_Material provided:_

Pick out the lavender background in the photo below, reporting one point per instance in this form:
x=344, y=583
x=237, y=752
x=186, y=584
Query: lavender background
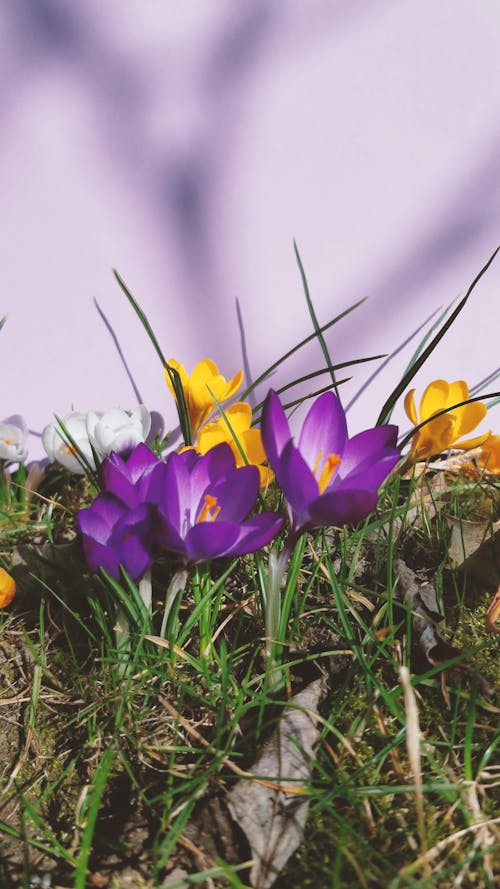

_Directions for this task:_ Each record must be repeated exactly, and no picture may be carried over.

_Answer:_
Pick out the lavender background in the photo below, reporting one point per instance in this form:
x=344, y=583
x=237, y=752
x=186, y=584
Query: lavender background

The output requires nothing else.